> **TASK GOAL**: The response should consist of every record, reproduced exactly.

> **TASK INPUT**:
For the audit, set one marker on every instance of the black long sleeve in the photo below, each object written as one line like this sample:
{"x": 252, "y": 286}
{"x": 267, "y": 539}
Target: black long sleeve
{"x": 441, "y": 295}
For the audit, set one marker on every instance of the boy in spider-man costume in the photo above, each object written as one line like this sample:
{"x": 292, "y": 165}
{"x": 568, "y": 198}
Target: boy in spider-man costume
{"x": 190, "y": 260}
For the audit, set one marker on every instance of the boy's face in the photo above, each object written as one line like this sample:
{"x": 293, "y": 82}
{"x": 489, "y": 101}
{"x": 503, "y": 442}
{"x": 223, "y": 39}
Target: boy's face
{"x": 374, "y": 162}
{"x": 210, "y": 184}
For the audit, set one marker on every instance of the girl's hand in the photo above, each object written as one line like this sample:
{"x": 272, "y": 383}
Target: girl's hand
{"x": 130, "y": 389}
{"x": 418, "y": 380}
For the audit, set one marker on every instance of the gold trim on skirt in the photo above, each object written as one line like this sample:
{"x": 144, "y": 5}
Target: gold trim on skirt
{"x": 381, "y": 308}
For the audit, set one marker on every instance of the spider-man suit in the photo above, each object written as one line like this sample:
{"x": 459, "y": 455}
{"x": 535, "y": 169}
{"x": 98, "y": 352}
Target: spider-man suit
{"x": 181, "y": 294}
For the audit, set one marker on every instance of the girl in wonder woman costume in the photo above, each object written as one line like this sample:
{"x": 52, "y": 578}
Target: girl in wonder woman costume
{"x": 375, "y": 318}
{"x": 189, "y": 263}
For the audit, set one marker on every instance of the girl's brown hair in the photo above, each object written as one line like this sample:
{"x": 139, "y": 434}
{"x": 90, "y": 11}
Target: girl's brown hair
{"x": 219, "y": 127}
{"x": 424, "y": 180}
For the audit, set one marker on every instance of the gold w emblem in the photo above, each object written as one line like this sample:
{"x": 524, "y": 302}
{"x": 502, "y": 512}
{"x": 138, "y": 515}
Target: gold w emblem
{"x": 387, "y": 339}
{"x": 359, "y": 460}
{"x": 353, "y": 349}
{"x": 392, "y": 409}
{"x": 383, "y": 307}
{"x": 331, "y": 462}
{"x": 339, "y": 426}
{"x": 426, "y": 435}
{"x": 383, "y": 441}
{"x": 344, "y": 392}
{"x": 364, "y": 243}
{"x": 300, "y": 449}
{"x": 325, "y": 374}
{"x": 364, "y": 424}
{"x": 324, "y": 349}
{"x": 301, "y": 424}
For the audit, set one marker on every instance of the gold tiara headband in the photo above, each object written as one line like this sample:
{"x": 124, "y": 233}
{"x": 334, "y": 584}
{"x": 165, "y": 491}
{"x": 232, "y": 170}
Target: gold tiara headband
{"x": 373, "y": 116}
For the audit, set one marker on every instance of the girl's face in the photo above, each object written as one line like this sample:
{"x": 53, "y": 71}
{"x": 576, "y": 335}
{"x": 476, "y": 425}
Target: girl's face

> **WRITTEN ANSWER**:
For the audit, set one marker on every instance of the black long sleeve in the photo below, each object written as one line like this sample:
{"x": 252, "y": 286}
{"x": 267, "y": 539}
Target: black long sleeve
{"x": 441, "y": 295}
For the audit, set one marker on every instance of the boy in spider-man costume in the photo above, each object written as one line like this sample:
{"x": 292, "y": 165}
{"x": 568, "y": 198}
Target: boy in spider-man costume
{"x": 190, "y": 260}
For the audit, set one marker on every instance of the boy's face in the photo above, each object written as one line like this sample:
{"x": 293, "y": 82}
{"x": 489, "y": 101}
{"x": 503, "y": 442}
{"x": 223, "y": 39}
Target: boy's face
{"x": 374, "y": 162}
{"x": 210, "y": 184}
For the audit, set one marker on every instance of the girl's hand in the photo above, each object written as one line like this sample:
{"x": 272, "y": 383}
Target: girl's hand
{"x": 130, "y": 389}
{"x": 418, "y": 380}
For the audit, set one marker on every instance of the gold trim on skirt in the photo above, each object written as one line like this sample:
{"x": 144, "y": 5}
Target: gold trim on skirt
{"x": 381, "y": 308}
For the audit, set one marker on every instance of the spider-man suit in the photo above, each object written as one line like this sample:
{"x": 459, "y": 455}
{"x": 535, "y": 169}
{"x": 98, "y": 352}
Target: spider-man suit
{"x": 181, "y": 294}
For the audit, set one marker on every instance of the girl in wonder woman costume in the photo above, each object written as one line like this sample:
{"x": 52, "y": 578}
Target: girl in wonder woman costume
{"x": 375, "y": 318}
{"x": 189, "y": 263}
For the audit, set one marker on every instance of the girl's brown hair in the photo above, each object written as one line like this sample:
{"x": 139, "y": 434}
{"x": 90, "y": 11}
Target: girl's brown hair
{"x": 219, "y": 127}
{"x": 424, "y": 180}
For the audit, set one marker on every instance of the gold w emblem in the photo above, each object written as one line like this sample:
{"x": 524, "y": 302}
{"x": 502, "y": 512}
{"x": 138, "y": 515}
Target: gold w emblem
{"x": 387, "y": 339}
{"x": 359, "y": 460}
{"x": 353, "y": 349}
{"x": 392, "y": 409}
{"x": 383, "y": 307}
{"x": 331, "y": 462}
{"x": 339, "y": 426}
{"x": 426, "y": 435}
{"x": 383, "y": 441}
{"x": 344, "y": 392}
{"x": 364, "y": 243}
{"x": 300, "y": 449}
{"x": 325, "y": 374}
{"x": 364, "y": 424}
{"x": 324, "y": 349}
{"x": 301, "y": 424}
For the audit, set one marker on every instance of the gold tiara headband in the photo above, each object written as one line like this sample:
{"x": 124, "y": 233}
{"x": 334, "y": 584}
{"x": 165, "y": 491}
{"x": 232, "y": 170}
Target: gold tiara headband
{"x": 373, "y": 116}
For the audit, set one marker on every instance of the girl's face in the photo above, each object written as one line like this sample:
{"x": 53, "y": 71}
{"x": 576, "y": 335}
{"x": 476, "y": 425}
Target: girl's face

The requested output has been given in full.